━━━━━ Data supplied

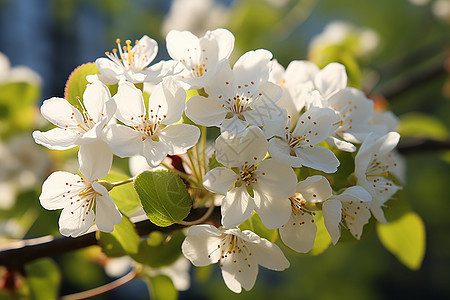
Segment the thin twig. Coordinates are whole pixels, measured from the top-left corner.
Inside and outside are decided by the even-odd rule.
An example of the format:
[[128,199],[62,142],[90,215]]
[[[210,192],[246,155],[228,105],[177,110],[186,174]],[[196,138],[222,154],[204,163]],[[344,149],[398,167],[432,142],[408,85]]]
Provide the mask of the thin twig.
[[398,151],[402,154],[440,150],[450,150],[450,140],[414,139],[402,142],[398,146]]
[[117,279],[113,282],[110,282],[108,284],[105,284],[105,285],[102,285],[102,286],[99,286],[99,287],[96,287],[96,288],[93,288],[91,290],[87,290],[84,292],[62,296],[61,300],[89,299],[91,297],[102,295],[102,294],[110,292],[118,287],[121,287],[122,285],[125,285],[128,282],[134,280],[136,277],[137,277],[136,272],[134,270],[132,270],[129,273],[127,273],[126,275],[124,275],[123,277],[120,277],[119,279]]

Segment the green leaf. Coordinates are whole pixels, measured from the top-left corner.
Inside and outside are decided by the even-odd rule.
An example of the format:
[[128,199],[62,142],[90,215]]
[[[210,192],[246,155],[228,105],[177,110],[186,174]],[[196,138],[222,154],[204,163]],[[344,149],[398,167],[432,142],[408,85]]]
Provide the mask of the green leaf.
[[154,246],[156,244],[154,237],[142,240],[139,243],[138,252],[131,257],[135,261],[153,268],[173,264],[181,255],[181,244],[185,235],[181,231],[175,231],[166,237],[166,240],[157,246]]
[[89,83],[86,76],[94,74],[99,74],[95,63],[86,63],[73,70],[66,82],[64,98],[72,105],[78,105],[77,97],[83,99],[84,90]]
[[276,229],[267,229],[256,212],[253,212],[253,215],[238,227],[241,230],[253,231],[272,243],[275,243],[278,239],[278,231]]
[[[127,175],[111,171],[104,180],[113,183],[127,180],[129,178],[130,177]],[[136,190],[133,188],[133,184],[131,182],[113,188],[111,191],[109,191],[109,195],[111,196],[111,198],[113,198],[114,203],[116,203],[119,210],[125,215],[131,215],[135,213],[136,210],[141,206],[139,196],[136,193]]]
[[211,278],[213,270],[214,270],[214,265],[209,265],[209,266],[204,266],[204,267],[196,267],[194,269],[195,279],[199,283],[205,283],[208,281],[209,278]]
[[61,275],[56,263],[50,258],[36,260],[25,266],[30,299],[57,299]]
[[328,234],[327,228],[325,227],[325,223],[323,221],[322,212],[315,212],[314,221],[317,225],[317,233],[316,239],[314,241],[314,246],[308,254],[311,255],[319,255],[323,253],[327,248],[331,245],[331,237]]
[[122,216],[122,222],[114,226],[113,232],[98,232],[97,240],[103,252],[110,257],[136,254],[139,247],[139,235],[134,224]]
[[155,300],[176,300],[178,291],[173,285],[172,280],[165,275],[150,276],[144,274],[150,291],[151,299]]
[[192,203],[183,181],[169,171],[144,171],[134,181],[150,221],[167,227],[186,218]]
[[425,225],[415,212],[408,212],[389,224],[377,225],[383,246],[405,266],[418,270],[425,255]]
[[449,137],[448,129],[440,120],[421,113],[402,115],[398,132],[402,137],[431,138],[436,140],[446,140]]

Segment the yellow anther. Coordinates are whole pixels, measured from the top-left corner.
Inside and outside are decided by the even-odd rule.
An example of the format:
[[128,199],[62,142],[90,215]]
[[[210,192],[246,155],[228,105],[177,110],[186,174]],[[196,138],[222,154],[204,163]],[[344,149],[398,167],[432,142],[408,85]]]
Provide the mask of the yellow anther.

━━━━━━━━━━

● Exercise objective:
Among the lines of the data, identify those with the word "Coordinates". Copy each of them.

● Response:
Segment the thin twig. Coordinates are whole pixels, measured from the top-left corner.
Segment the green leaf. Coordinates are whole pixels, measured from the top-left corner.
Segment the yellow anther. Coordinates are whole pixels, measured from the top-left corner.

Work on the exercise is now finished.